Point localization data ▸

╭──

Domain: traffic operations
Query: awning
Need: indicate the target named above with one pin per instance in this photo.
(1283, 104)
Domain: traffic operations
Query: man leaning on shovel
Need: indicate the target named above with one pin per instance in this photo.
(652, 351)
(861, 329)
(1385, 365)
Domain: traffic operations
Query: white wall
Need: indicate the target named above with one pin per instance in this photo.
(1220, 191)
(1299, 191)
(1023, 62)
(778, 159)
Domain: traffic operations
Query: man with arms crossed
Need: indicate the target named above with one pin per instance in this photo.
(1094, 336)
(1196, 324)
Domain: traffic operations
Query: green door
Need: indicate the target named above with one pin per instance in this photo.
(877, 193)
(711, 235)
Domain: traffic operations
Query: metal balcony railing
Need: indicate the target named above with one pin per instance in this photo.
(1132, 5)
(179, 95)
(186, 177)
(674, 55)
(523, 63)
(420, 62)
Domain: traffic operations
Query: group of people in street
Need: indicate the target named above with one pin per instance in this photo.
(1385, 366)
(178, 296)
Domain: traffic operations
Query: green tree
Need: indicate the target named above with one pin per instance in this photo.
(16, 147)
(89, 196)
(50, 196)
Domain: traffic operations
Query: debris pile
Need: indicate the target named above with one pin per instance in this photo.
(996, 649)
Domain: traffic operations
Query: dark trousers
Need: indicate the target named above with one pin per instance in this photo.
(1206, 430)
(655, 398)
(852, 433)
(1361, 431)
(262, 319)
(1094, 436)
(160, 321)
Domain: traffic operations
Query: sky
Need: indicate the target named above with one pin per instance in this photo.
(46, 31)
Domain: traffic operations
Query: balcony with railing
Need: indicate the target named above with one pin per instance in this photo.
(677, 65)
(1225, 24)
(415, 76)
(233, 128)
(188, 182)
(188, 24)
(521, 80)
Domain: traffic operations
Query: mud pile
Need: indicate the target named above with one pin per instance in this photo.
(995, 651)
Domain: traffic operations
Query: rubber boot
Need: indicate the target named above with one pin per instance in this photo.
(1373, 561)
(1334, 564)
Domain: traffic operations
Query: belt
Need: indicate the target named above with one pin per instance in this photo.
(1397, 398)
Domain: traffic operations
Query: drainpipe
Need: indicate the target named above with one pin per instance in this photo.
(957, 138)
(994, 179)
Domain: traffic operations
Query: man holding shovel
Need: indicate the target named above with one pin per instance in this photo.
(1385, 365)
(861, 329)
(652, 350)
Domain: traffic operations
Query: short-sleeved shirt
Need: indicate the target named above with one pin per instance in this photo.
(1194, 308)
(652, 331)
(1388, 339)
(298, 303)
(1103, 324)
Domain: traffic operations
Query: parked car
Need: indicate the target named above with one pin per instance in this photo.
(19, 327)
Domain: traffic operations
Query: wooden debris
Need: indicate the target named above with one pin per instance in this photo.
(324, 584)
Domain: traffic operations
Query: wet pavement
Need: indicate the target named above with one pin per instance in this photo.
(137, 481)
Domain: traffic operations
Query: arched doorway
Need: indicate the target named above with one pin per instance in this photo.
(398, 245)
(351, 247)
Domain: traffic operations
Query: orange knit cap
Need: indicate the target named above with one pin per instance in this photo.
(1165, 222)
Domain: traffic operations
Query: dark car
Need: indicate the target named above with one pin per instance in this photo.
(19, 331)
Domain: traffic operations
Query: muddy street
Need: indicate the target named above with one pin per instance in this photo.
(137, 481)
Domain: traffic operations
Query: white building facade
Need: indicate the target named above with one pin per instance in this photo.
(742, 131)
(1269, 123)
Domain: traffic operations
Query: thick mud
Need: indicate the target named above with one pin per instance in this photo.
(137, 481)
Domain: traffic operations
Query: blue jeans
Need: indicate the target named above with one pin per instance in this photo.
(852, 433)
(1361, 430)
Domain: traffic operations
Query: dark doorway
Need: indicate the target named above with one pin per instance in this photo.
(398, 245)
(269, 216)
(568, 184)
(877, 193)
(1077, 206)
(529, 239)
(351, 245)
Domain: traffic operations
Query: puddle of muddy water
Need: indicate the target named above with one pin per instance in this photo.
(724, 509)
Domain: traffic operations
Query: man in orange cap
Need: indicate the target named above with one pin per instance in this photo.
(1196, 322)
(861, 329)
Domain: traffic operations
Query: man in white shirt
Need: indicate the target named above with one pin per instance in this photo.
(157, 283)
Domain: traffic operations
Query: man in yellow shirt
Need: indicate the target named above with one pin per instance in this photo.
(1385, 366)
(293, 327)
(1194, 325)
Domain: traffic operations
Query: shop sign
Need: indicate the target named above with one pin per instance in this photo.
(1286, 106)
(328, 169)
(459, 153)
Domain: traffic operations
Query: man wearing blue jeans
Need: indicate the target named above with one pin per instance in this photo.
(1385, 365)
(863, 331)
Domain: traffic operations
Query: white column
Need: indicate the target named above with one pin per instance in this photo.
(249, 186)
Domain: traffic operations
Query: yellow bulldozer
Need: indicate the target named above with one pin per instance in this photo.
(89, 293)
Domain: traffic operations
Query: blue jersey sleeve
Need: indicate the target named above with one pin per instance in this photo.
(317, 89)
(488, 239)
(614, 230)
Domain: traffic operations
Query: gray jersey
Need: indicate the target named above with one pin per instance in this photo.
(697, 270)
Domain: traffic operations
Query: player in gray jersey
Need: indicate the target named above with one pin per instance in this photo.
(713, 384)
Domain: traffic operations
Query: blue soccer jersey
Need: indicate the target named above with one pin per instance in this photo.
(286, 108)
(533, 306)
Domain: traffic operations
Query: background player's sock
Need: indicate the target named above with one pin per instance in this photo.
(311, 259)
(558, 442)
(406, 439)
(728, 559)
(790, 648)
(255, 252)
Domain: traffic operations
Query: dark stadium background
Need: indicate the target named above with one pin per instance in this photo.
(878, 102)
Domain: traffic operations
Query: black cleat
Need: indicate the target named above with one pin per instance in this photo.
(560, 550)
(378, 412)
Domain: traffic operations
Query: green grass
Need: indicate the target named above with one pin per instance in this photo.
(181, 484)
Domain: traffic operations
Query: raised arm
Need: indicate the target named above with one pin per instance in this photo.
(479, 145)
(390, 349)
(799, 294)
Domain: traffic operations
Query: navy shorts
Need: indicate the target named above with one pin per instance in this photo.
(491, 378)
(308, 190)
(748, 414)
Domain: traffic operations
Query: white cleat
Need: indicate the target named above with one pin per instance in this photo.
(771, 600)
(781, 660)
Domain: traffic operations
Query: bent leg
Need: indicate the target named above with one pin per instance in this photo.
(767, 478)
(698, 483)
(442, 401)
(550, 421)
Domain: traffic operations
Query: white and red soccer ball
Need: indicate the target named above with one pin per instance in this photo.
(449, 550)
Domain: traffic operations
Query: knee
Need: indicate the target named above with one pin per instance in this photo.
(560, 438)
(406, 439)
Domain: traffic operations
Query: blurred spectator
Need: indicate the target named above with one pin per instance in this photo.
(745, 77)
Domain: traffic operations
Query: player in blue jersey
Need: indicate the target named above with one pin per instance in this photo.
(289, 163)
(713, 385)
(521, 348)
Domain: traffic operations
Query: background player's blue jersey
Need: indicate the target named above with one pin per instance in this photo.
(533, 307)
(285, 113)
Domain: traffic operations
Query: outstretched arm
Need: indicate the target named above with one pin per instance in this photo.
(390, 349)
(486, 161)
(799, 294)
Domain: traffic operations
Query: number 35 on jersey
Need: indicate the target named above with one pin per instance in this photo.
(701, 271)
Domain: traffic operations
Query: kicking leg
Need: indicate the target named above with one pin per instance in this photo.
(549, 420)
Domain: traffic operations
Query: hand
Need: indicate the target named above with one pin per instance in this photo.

╰──

Exercise instructions ▸
Filter the entries above and return only the lines holding "dark".

Reply ▸
Query: dark trousers
Query: dark car
Query: dark doorway
Query: dark stadium background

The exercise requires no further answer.